Problems.
[1] In the passage on Israel's relations with Serbia, what phrase did Ariel Sharon use to describe NATO's bombing?
[2] From the passage on Israel's relations with Serbia, reproduce word for word the stretch from "It was subsequently" through "groups with arms.".

Document extract.
[start]

It was subsequently reported that Israel had purposely provided weapons to the Serbs during the Bosnian War, possibly due to the pro-Serbian bias of the government of the time, or possibly in exchange for the Sarajevo Jewish community to make aliyah to Israel. It has been alleged that the Israeli intelligence service, Mossad, was responsible for providing Serbian groups with arms.

Criticism of 1999 NATO bombing 

Israel refused to support the 1999 NATO bombing of Yugoslavia, leading to admonishment from the United States. Ariel Sharon criticised NATO's bombing as an act of "brutal interventionism". In the first detailed Israeli response to the NATO campaign against Belgrade, Sharon said both Serbia and Kosovo have been victims of violence. He said prior to the current Yugoslav campaign against Kosovo Albanians, Serbians were the targets of attacks in the Kosovo province. "Israel has a clear policy. We are against aggressive actions. We are against hurting innocent people. I hope that the sides will return to the negotiating table as soon as possible." During the crisis, Elyakim Haetzni said the Serbs should be the first to receive Israeli aid. "They are our traditional friends," he told Israel Radio." It was suggested that Sharon may have supported the Yugoslav position because of the Serbian people's history of saving Jews during the Holocaust. On Sharon's death, Serbian minister Aleksandar Vulin stated: The Serbian people will remember Sharon for opposing the 1999 NATO bombing campaign against the former Yugoslavia and advocating respect for sovereignty of other nations and a policy of not interfering with their internal affairs.  It was suggested that Israel's pro-Serbian position may have been a result of Serbs saving Jews during the Holocaust, personal memories of which were still present among many older Israeli politicians serving in government at the time such as Tommy Lapid.

[end]

Data.
[start]

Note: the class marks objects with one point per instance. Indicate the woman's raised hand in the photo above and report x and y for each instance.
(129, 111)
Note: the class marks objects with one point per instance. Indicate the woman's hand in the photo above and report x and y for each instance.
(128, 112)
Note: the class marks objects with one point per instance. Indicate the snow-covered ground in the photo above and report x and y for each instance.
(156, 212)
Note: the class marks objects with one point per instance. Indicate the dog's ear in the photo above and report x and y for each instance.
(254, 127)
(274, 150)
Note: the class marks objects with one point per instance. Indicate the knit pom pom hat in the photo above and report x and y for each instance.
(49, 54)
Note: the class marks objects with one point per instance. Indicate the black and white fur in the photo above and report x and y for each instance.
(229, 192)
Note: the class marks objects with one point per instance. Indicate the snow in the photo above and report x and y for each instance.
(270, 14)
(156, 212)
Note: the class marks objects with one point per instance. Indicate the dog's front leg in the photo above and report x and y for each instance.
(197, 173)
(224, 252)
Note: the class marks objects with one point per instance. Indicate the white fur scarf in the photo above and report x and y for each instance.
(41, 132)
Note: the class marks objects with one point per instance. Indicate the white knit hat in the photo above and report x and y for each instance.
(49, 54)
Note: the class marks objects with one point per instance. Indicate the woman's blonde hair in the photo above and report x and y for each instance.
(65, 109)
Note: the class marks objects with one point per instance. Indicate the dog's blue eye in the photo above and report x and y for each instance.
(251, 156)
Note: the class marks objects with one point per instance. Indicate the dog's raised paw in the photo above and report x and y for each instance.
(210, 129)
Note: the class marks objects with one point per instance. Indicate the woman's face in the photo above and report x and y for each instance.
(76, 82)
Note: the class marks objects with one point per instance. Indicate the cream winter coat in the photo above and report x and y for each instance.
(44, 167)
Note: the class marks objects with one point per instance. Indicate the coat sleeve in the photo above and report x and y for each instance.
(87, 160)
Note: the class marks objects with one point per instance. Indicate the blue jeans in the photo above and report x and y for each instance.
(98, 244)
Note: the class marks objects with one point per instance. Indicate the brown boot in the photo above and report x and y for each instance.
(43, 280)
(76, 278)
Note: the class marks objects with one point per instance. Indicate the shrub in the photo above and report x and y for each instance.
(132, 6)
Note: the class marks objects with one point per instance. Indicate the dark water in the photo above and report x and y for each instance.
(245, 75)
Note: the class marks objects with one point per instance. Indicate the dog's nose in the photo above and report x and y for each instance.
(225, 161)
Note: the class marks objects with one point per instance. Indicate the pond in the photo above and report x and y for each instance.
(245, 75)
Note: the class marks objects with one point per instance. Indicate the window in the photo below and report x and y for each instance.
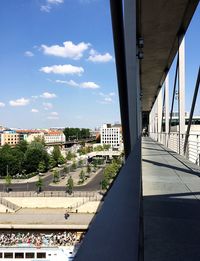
(30, 255)
(8, 255)
(19, 255)
(41, 255)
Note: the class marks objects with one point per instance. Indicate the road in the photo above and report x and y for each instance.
(93, 185)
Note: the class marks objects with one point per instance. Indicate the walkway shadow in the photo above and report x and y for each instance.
(189, 171)
(171, 227)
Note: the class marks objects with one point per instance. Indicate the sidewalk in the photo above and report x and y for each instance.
(171, 194)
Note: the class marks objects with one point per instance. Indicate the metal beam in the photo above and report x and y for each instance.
(167, 104)
(181, 89)
(132, 70)
(118, 36)
(192, 110)
(174, 92)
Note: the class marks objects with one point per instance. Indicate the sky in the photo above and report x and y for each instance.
(57, 64)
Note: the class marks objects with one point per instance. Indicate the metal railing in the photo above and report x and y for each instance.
(9, 204)
(175, 142)
(88, 194)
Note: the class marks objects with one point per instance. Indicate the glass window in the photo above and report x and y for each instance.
(8, 255)
(30, 255)
(41, 255)
(19, 255)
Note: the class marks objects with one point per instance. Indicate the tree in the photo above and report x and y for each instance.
(39, 185)
(106, 146)
(69, 155)
(61, 160)
(52, 162)
(55, 176)
(8, 181)
(42, 166)
(88, 169)
(66, 169)
(80, 163)
(69, 185)
(104, 183)
(34, 155)
(73, 166)
(82, 176)
(22, 146)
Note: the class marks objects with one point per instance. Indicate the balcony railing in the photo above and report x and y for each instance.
(115, 233)
(175, 142)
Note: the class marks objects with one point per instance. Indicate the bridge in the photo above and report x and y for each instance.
(152, 210)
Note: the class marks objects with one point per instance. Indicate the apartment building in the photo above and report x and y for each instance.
(10, 137)
(54, 137)
(110, 135)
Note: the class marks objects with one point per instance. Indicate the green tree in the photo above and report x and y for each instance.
(55, 176)
(88, 169)
(73, 166)
(82, 176)
(69, 155)
(52, 162)
(106, 146)
(39, 185)
(22, 146)
(42, 166)
(66, 169)
(56, 154)
(80, 163)
(8, 181)
(69, 185)
(61, 160)
(104, 183)
(35, 153)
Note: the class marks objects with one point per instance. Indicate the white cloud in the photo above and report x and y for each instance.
(106, 98)
(29, 54)
(55, 1)
(71, 83)
(54, 113)
(62, 69)
(47, 95)
(89, 85)
(19, 102)
(52, 117)
(68, 50)
(99, 58)
(84, 85)
(47, 105)
(49, 4)
(34, 110)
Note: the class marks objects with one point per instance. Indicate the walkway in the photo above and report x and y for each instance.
(171, 193)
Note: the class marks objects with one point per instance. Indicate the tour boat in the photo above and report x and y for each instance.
(33, 253)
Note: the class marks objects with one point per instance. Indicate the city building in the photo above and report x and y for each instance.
(110, 135)
(10, 137)
(54, 137)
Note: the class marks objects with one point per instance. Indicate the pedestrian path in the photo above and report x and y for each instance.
(171, 206)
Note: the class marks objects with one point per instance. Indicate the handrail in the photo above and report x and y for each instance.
(114, 234)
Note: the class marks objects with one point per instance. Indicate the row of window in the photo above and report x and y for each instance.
(17, 255)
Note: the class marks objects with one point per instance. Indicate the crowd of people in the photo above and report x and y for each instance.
(40, 239)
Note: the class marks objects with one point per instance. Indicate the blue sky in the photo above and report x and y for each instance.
(57, 63)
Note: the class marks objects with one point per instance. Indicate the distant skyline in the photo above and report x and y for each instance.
(57, 64)
(58, 67)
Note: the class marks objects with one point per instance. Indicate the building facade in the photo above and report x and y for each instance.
(10, 137)
(54, 137)
(110, 135)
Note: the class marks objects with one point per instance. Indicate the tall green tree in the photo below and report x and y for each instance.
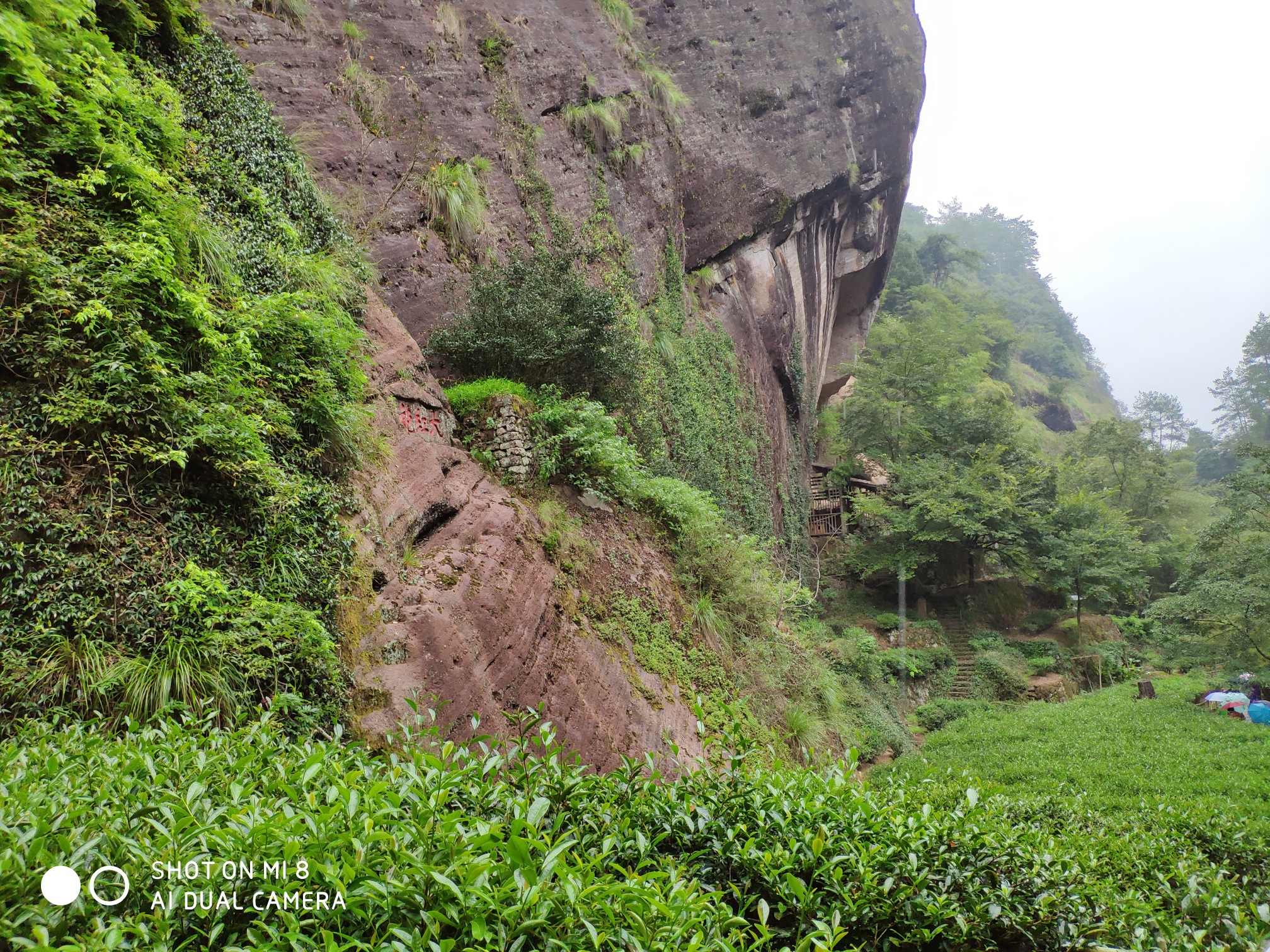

[end]

Task responses.
[1] He called it an act of "brutal interventionism."

[2]
It was subsequently reported that Israel had purposely provided weapons to the Serbs during the Bosnian War, possibly due to the pro-Serbian bias of the government of the time, or possibly in exchange for the Sarajevo Jewish community to make aliyah to Israel. It has been alleged that the Israeli intelligence service, Mossad, was responsible for providing Serbian groups with arms.